Given passage >>

+++

Apache Spark Optimization Techniques

Before discuss various optimization techniques have a quick review how does spark run

How does spark run:

User submits an application using spark-submit in cluster mode (there are local and client modes too, but considering production situation).

The spark-submit utility will then communicate with Resource Manager to start the Application Master in one of the data node.

The Driver program will be launched inside Application Master Container.

After that Spark Driver Program will communicate with the Resource Manger to initiate containers to process the data.

Resource Manager will then allocate containers and Spark Driver Program would start Executors on all the allocated containers and assigns tasks to run.

Now, all the Executors will communicate directly with the Spark Driver program and the output from all the executors will be collected by the spark driver program.

Once the tasks are finished on each of the executors, the driver program will call SparkContext.stop() method which will terminate the executors and release the underlying resources.

+++

Stated task A >> Say whether each statement agrees with the Spark overview, answering yes or no and quoting the words of the text that decide it: (i) The Driver program is launched inside the Application Master Container. (ii) The Executors communicate directly with the Resource Manager. (iii) After the tasks finish, the driver program calls a method that terminates the executors.
The Spark overview and the rows have no connection to each other.

(Rows from a data source)
+++

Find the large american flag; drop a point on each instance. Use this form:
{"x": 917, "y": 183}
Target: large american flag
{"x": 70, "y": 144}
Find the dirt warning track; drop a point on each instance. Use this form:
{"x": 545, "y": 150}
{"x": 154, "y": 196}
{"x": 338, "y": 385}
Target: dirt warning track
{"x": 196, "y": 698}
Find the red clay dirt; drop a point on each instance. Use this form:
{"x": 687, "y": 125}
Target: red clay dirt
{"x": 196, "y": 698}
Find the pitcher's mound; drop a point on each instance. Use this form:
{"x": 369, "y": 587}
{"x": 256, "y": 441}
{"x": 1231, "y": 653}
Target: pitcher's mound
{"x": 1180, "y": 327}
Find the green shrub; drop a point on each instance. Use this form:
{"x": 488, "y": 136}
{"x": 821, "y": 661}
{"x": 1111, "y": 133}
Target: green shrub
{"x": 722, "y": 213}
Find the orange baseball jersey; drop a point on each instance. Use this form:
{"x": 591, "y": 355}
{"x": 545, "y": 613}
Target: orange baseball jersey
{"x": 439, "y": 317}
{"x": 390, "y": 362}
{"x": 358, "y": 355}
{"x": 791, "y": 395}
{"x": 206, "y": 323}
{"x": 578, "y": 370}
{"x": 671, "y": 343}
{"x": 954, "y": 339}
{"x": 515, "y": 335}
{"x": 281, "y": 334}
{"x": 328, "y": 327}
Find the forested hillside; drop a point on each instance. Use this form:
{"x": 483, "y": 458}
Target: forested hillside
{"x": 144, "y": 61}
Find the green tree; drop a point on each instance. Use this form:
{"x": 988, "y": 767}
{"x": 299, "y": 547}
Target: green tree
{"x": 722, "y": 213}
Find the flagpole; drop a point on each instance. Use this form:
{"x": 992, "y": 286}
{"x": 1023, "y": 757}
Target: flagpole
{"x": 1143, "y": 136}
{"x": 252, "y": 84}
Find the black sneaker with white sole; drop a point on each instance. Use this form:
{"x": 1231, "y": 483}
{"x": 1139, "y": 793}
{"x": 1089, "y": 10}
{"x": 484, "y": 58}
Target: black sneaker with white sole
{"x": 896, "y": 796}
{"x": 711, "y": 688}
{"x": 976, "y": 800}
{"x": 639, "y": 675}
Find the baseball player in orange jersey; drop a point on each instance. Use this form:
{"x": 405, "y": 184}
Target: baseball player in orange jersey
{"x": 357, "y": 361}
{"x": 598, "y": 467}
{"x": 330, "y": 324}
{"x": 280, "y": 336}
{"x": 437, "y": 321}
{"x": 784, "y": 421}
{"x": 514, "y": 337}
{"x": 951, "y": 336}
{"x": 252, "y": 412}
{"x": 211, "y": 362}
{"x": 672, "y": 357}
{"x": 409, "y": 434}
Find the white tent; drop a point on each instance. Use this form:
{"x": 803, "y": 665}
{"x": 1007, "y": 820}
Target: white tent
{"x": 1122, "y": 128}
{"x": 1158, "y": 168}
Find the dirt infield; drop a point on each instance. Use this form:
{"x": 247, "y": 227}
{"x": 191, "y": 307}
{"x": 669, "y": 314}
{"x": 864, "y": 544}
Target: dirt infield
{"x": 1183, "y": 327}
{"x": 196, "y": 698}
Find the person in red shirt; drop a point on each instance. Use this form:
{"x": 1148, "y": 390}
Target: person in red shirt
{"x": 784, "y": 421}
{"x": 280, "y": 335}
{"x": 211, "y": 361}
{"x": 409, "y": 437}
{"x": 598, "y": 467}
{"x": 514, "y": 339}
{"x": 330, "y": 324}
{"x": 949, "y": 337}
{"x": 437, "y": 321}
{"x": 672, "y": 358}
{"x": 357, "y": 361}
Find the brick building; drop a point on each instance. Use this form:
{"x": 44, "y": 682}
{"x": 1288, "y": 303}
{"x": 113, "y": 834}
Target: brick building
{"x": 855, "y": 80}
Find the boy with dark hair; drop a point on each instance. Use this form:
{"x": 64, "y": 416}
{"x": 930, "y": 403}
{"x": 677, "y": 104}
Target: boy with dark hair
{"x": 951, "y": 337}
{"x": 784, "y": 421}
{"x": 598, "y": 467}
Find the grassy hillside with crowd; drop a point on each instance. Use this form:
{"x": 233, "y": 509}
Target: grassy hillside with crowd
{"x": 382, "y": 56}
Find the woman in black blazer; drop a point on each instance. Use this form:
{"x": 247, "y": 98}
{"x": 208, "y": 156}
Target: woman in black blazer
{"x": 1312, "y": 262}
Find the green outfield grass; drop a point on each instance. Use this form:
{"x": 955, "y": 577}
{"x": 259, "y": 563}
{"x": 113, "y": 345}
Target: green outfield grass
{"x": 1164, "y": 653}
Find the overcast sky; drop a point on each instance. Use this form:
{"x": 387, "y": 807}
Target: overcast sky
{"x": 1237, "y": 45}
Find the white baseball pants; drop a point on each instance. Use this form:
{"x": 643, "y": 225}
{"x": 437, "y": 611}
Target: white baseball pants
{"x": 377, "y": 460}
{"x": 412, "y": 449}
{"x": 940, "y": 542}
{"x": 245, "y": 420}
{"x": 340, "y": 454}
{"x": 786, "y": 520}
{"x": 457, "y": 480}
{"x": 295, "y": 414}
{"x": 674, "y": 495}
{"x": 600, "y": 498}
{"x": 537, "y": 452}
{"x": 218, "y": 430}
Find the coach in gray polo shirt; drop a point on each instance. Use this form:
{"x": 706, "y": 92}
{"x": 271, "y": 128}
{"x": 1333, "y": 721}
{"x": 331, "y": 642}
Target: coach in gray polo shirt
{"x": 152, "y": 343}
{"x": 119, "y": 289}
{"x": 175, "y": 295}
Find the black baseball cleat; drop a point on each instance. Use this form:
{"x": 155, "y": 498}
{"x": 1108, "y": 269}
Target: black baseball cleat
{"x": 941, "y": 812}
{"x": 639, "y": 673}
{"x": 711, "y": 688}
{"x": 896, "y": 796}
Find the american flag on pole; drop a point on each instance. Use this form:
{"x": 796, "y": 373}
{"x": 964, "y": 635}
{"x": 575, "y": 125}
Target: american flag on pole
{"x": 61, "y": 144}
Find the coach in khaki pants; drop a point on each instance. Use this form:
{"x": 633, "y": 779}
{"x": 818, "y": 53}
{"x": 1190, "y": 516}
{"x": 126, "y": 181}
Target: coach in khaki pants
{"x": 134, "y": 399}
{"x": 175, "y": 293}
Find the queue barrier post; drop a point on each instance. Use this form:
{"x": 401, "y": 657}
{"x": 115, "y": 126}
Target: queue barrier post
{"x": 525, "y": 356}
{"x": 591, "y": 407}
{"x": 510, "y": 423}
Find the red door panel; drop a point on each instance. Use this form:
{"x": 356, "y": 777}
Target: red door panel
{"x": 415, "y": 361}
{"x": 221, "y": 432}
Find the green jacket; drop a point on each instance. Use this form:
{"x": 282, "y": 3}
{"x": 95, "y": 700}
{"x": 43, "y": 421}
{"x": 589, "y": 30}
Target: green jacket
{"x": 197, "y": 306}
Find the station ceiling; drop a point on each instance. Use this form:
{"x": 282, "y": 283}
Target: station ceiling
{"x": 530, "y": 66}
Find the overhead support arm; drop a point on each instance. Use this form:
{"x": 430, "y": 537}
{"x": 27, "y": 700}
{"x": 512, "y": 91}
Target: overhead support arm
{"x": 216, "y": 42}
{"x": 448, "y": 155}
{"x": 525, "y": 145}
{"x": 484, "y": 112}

+++

Stated task B >> Change "drop a point" to "place a marker" in the rows, covering everything from the line containing "Find the station" down to the end of the rows. Write those lines again with nothing else altered.

Exercise response A >>
(i) Yes: "The Driver program will be launched inside Application Master Container."
(ii) No: "all the Executors will communicate directly with the Spark Driver program"
(iii) Yes: "the driver program will call SparkContext.stop() method which will terminate the executors and release the underlying resources."

Exercise response B >>
Find the station ceiling; place a marker on each instance. Use this form:
{"x": 282, "y": 283}
Target: station ceiling
{"x": 530, "y": 66}
Find the overhead support arm; place a marker on each instance. Use this form:
{"x": 430, "y": 537}
{"x": 27, "y": 700}
{"x": 512, "y": 91}
Target: overhead support arm
{"x": 216, "y": 42}
{"x": 448, "y": 155}
{"x": 525, "y": 145}
{"x": 484, "y": 112}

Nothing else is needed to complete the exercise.